_EXTRACTO DEL TEXTO_
★ ★ ★ ★ ★
Esta sarta de demencias, de cínicas y calculadas imbecilidades, las resume Trump en un santo y seña de su campaña: “Ley y orden”. Y con ella confía en seducir, después de aterrorizar, al electorado más retardatario y reaccionario, la llamada América profunda. Un tipo que se cisca en la ley, en los imperativos institucionales, que, sin memoria ni futuro alguno ni más proyecto que ejercer el poder a toda costa, divide a la sociedad y provoca desorden metódicamente en su nivel nacional y en nuestro nivel mundial.

Lo más cómico, y trágico y cínico a la vez, es que Trump acusa a Biden de ser un caballo de Troya, dentro del cual va el extremismo socialista y comunista que, según este demente, no otra cosa es el Partido Demócrata estadounidense.

Salvada la distancia contextual entre el cuadro político norteamericano y el europeo, el Partido Demócrata sería de centro, de centro-izquierda o izquierda en algunos de sus sectores. Joe Biden es del ala derecha. Fue vicepresidente con Obama para compensar su ubicación en el ala izquierda. Por el mismo juego de equilibrios, a Joe Biden lo acompaña en la candidatura Kamala Harris, excelente referencia del ala izquierda. Frente a la campaña histérica y mentirosa de Trump, Joe Biden estaría más cerca de lo que la señora Merkel representa en Europa que de lo que representa Pedro Sánchez, pongo por caso. Ojalá que Biden sea allí tan radicalmente antifascista como lo es la señora Merkel aquí.

Y añado dos datos. En 2016 ganó por voto popular directo la candidata demócrata Hillary Clinton al tal Trump, con una diferencia de casi tres millones de votos. La central sindical norteamericana, la AFL-CIO, con doce millones de afiliados, está movilizada a tope en apoyo de Biden/Harrris, como lo estuvo por Obama.
★ ★ ★ ★ ★
_MATERIAL PROPORCIONADO_

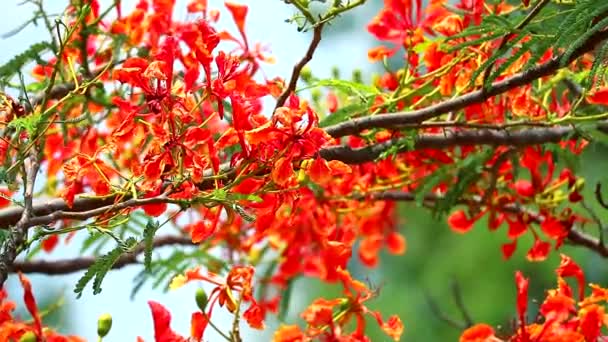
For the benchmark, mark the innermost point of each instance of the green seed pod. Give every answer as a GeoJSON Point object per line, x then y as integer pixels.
{"type": "Point", "coordinates": [316, 95]}
{"type": "Point", "coordinates": [357, 76]}
{"type": "Point", "coordinates": [201, 299]}
{"type": "Point", "coordinates": [306, 74]}
{"type": "Point", "coordinates": [335, 72]}
{"type": "Point", "coordinates": [104, 324]}
{"type": "Point", "coordinates": [29, 336]}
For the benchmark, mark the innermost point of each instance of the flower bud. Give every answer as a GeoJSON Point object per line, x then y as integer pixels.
{"type": "Point", "coordinates": [335, 72]}
{"type": "Point", "coordinates": [316, 94]}
{"type": "Point", "coordinates": [104, 324]}
{"type": "Point", "coordinates": [201, 299]}
{"type": "Point", "coordinates": [29, 336]}
{"type": "Point", "coordinates": [306, 74]}
{"type": "Point", "coordinates": [357, 76]}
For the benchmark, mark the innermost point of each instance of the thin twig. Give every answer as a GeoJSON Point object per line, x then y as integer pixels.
{"type": "Point", "coordinates": [66, 266]}
{"type": "Point", "coordinates": [442, 316]}
{"type": "Point", "coordinates": [391, 120]}
{"type": "Point", "coordinates": [297, 69]}
{"type": "Point", "coordinates": [457, 293]}
{"type": "Point", "coordinates": [599, 197]}
{"type": "Point", "coordinates": [531, 15]}
{"type": "Point", "coordinates": [18, 233]}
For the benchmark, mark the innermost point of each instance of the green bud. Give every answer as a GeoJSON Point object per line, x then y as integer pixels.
{"type": "Point", "coordinates": [29, 336]}
{"type": "Point", "coordinates": [335, 72]}
{"type": "Point", "coordinates": [306, 74]}
{"type": "Point", "coordinates": [357, 76]}
{"type": "Point", "coordinates": [104, 324]}
{"type": "Point", "coordinates": [316, 95]}
{"type": "Point", "coordinates": [201, 299]}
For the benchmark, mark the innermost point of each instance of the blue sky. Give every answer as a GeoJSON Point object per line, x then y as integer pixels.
{"type": "Point", "coordinates": [266, 23]}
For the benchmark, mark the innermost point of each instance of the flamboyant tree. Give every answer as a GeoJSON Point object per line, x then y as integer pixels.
{"type": "Point", "coordinates": [125, 123]}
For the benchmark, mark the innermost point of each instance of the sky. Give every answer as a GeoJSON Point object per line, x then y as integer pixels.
{"type": "Point", "coordinates": [345, 48]}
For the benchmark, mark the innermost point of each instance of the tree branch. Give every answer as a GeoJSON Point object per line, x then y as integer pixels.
{"type": "Point", "coordinates": [491, 137]}
{"type": "Point", "coordinates": [297, 69]}
{"type": "Point", "coordinates": [390, 120]}
{"type": "Point", "coordinates": [17, 234]}
{"type": "Point", "coordinates": [575, 236]}
{"type": "Point", "coordinates": [66, 266]}
{"type": "Point", "coordinates": [83, 207]}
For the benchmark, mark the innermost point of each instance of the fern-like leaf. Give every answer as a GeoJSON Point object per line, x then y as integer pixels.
{"type": "Point", "coordinates": [149, 233]}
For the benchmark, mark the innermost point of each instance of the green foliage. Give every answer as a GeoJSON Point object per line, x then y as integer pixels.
{"type": "Point", "coordinates": [12, 67]}
{"type": "Point", "coordinates": [179, 260]}
{"type": "Point", "coordinates": [345, 113]}
{"type": "Point", "coordinates": [102, 266]}
{"type": "Point", "coordinates": [556, 26]}
{"type": "Point", "coordinates": [149, 233]}
{"type": "Point", "coordinates": [347, 87]}
{"type": "Point", "coordinates": [468, 172]}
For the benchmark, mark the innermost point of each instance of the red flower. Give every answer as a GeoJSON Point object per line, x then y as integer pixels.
{"type": "Point", "coordinates": [568, 268]}
{"type": "Point", "coordinates": [478, 333]}
{"type": "Point", "coordinates": [459, 222]}
{"type": "Point", "coordinates": [162, 324]}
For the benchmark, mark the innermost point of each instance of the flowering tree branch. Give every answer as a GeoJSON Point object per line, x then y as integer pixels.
{"type": "Point", "coordinates": [86, 207]}
{"type": "Point", "coordinates": [297, 69]}
{"type": "Point", "coordinates": [17, 234]}
{"type": "Point", "coordinates": [66, 266]}
{"type": "Point", "coordinates": [575, 236]}
{"type": "Point", "coordinates": [392, 120]}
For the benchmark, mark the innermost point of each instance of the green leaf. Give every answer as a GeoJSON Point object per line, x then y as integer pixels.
{"type": "Point", "coordinates": [102, 266]}
{"type": "Point", "coordinates": [345, 113]}
{"type": "Point", "coordinates": [29, 123]}
{"type": "Point", "coordinates": [15, 65]}
{"type": "Point", "coordinates": [349, 87]}
{"type": "Point", "coordinates": [149, 232]}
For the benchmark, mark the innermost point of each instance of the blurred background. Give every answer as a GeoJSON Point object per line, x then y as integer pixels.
{"type": "Point", "coordinates": [435, 260]}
★ ★ ★ ★ ★
_EJERCICIO ESCRITO 1_
Responde según el extracto:
(a) ¿Qué lema resume la campaña de Trump?
(b) ¿Quién acompaña a Joe Biden en la candidatura?
(c) ¿Cuántos afiliados tiene la AFL-CIO?
_EJERCICIO ESCRITO 2_
Transcribe del extracto todo lo que va desde "Esta sarta de" hasta "nuestro nivel mundial.".
_EJERCICIO ESCRITO 3_
Enumera todas las personas que se mencionan por su nombre en el extracto.

_RESULTADO 1_
(a) "Ley y orden".
(b) Kamala Harris.
(c) Doce millones.

_RESULTADO 2_
Esta sarta de demencias, de cínicas y calculadas imbecilidades, las resume Trump en un santo y seña de su campaña: “Ley y orden”. Y con ella confía en seducir, después de aterrorizar, al electorado más retardatario y reaccionario, la llamada América profunda. Un tipo que se cisca en la ley, en los imperativos institucionales, que, sin memoria ni futuro alguno ni más proyecto que ejercer el poder a toda costa, divide a la sociedad y provoca desorden metódicamente en su nivel nacional y en nuestro nivel mundial.

_RESULTADO 3_
Trump
Joe Biden
Obama
Kamala Harris
Merkel
Pedro Sánchez
Hillary Clinton